INFORMATION:
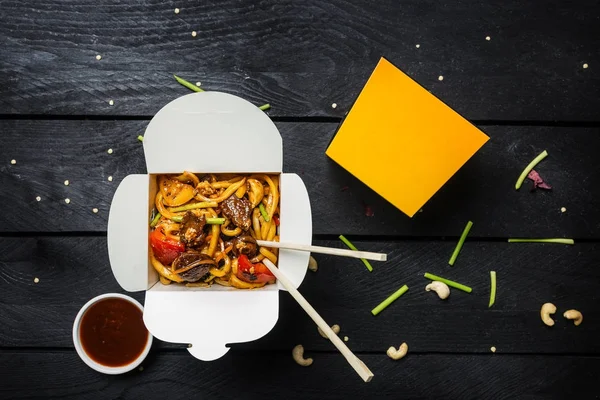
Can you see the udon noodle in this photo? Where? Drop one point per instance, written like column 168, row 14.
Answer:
column 204, row 229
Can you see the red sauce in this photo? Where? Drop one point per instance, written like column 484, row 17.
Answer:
column 112, row 332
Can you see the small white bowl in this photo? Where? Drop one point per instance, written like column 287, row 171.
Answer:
column 87, row 359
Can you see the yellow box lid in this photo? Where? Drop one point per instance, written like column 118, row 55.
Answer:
column 402, row 141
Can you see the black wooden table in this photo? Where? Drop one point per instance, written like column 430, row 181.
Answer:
column 524, row 72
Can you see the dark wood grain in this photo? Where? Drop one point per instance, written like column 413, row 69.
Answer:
column 299, row 57
column 275, row 375
column 49, row 152
column 71, row 270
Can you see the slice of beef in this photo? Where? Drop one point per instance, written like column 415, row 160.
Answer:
column 200, row 263
column 192, row 229
column 238, row 211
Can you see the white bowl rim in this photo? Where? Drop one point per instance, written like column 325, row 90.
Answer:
column 87, row 359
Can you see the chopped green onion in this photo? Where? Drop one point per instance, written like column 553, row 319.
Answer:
column 209, row 221
column 453, row 284
column 155, row 220
column 389, row 300
column 202, row 204
column 263, row 211
column 529, row 167
column 492, row 288
column 352, row 247
column 187, row 84
column 195, row 88
column 552, row 240
column 461, row 241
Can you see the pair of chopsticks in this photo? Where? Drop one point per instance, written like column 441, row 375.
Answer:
column 363, row 371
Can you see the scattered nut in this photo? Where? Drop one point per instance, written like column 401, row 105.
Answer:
column 298, row 355
column 312, row 264
column 397, row 354
column 547, row 309
column 440, row 288
column 575, row 315
column 335, row 328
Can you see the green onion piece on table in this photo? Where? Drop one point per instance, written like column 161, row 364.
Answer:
column 461, row 241
column 352, row 247
column 264, row 212
column 187, row 84
column 202, row 204
column 389, row 300
column 492, row 288
column 155, row 220
column 529, row 167
column 195, row 88
column 551, row 240
column 450, row 283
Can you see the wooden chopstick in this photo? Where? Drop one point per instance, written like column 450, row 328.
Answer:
column 325, row 250
column 360, row 367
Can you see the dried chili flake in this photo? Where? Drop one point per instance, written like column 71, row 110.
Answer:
column 538, row 182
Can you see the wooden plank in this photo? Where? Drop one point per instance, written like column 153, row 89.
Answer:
column 50, row 151
column 275, row 375
column 71, row 270
column 299, row 57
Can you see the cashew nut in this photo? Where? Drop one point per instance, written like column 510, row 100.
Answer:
column 575, row 315
column 397, row 354
column 547, row 309
column 440, row 288
column 335, row 328
column 298, row 354
column 312, row 264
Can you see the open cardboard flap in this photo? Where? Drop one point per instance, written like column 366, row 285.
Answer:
column 207, row 132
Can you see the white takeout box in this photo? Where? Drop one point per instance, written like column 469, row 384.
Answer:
column 208, row 132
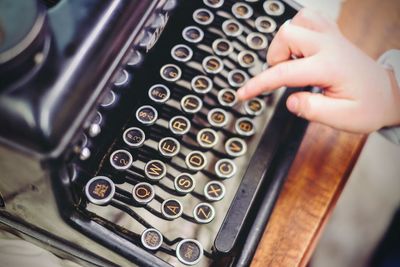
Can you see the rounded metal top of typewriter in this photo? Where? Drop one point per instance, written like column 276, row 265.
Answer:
column 242, row 10
column 225, row 168
column 217, row 117
column 207, row 138
column 179, row 125
column 181, row 53
column 203, row 212
column 155, row 170
column 235, row 147
column 203, row 16
column 191, row 104
column 143, row 193
column 265, row 24
column 159, row 93
column 121, row 159
column 184, row 183
column 146, row 115
column 213, row 3
column 222, row 47
column 134, row 137
column 171, row 208
column 237, row 78
column 169, row 147
column 151, row 239
column 212, row 64
column 245, row 127
column 100, row 190
column 189, row 251
column 254, row 106
column 274, row 7
column 196, row 161
column 232, row 28
column 193, row 34
column 170, row 72
column 257, row 41
column 201, row 84
column 247, row 59
column 214, row 191
column 227, row 97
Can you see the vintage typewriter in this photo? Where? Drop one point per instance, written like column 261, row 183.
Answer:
column 123, row 142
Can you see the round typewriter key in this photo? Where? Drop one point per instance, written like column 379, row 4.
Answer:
column 203, row 16
column 237, row 78
column 214, row 191
column 245, row 127
column 146, row 115
column 207, row 138
column 193, row 34
column 217, row 117
column 257, row 41
column 151, row 239
column 196, row 160
column 203, row 213
column 184, row 183
column 254, row 106
column 273, row 7
column 134, row 137
column 179, row 125
column 242, row 10
column 235, row 147
column 170, row 72
column 121, row 159
column 227, row 97
column 182, row 53
column 225, row 168
column 159, row 93
column 213, row 3
column 155, row 170
column 171, row 208
column 201, row 84
column 265, row 24
column 222, row 47
column 99, row 190
column 191, row 104
column 212, row 65
column 169, row 147
column 232, row 28
column 247, row 59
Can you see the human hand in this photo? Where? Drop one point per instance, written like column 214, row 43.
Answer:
column 359, row 95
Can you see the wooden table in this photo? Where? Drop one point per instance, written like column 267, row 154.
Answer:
column 326, row 156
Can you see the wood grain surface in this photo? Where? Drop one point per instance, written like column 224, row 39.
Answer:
column 326, row 156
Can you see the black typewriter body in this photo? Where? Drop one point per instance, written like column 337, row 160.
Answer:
column 123, row 142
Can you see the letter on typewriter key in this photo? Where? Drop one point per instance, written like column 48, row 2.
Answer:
column 171, row 209
column 184, row 183
column 134, row 137
column 155, row 170
column 214, row 191
column 121, row 159
column 147, row 115
column 99, row 190
column 203, row 213
column 189, row 251
column 235, row 147
column 151, row 239
column 159, row 93
column 196, row 160
column 179, row 125
column 143, row 193
column 225, row 168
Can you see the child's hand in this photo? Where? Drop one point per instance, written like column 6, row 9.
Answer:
column 359, row 94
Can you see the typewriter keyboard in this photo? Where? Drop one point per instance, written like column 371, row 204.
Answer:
column 171, row 173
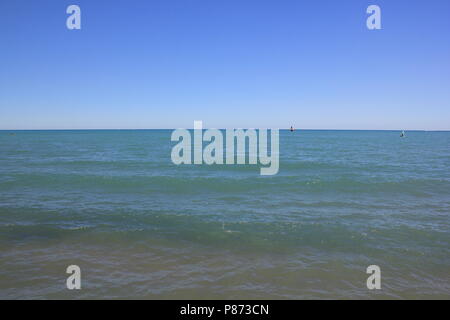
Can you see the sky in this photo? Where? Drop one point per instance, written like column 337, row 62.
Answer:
column 139, row 64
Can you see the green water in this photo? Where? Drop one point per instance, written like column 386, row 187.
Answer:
column 138, row 226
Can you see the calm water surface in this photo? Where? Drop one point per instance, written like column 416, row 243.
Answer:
column 140, row 227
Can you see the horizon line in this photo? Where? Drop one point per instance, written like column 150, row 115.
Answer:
column 281, row 129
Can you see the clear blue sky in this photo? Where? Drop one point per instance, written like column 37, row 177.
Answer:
column 230, row 63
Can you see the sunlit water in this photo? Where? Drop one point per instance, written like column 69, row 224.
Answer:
column 138, row 226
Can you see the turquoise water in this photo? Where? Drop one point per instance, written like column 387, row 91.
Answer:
column 138, row 226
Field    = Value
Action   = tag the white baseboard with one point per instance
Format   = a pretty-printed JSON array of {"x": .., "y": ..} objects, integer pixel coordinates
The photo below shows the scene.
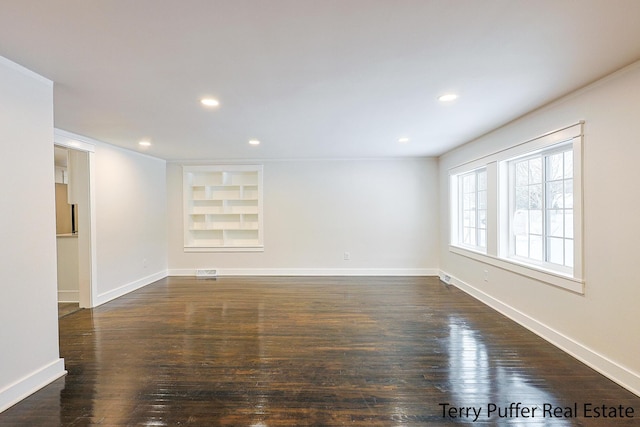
[
  {"x": 68, "y": 296},
  {"x": 311, "y": 271},
  {"x": 33, "y": 382},
  {"x": 129, "y": 287},
  {"x": 600, "y": 363}
]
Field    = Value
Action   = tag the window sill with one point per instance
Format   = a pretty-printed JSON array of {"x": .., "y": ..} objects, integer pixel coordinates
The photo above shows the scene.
[{"x": 552, "y": 278}]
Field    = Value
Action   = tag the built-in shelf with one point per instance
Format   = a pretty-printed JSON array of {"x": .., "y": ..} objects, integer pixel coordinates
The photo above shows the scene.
[{"x": 223, "y": 208}]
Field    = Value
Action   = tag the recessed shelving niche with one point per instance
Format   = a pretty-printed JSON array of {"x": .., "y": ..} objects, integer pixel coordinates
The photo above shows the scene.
[{"x": 223, "y": 208}]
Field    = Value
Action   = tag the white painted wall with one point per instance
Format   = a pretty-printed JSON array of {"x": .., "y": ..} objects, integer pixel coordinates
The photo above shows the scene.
[
  {"x": 131, "y": 220},
  {"x": 601, "y": 326},
  {"x": 381, "y": 211},
  {"x": 29, "y": 354},
  {"x": 68, "y": 280}
]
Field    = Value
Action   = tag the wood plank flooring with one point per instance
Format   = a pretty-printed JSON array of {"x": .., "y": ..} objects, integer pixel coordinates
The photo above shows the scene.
[{"x": 320, "y": 351}]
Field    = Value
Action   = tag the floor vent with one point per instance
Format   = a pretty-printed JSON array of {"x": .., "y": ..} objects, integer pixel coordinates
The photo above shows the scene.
[{"x": 206, "y": 273}]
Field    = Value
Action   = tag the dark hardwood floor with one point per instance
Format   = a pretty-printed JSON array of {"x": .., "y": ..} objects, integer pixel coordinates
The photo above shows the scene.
[
  {"x": 291, "y": 351},
  {"x": 66, "y": 308}
]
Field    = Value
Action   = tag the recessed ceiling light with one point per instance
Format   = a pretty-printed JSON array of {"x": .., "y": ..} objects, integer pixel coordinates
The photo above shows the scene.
[
  {"x": 209, "y": 102},
  {"x": 447, "y": 97}
]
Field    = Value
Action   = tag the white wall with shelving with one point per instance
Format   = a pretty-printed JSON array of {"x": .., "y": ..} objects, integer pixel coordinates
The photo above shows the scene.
[
  {"x": 222, "y": 208},
  {"x": 380, "y": 211}
]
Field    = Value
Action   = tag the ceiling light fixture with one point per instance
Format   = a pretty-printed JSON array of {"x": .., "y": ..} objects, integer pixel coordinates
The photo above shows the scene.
[
  {"x": 448, "y": 97},
  {"x": 209, "y": 102}
]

WHAT IS REQUIRED:
Reproduce each line above that contains "green".

REPLY:
Can you see the chopped green onion in this photo? Where? Drop one point per instance, written like column 553, row 319.
Can you see the green onion piece on table in this photo? Where? Drop one point per instance, written like column 161, row 364.
Can you see the green water in this photo? Where? Drop one point per instance, written like column 386, row 187.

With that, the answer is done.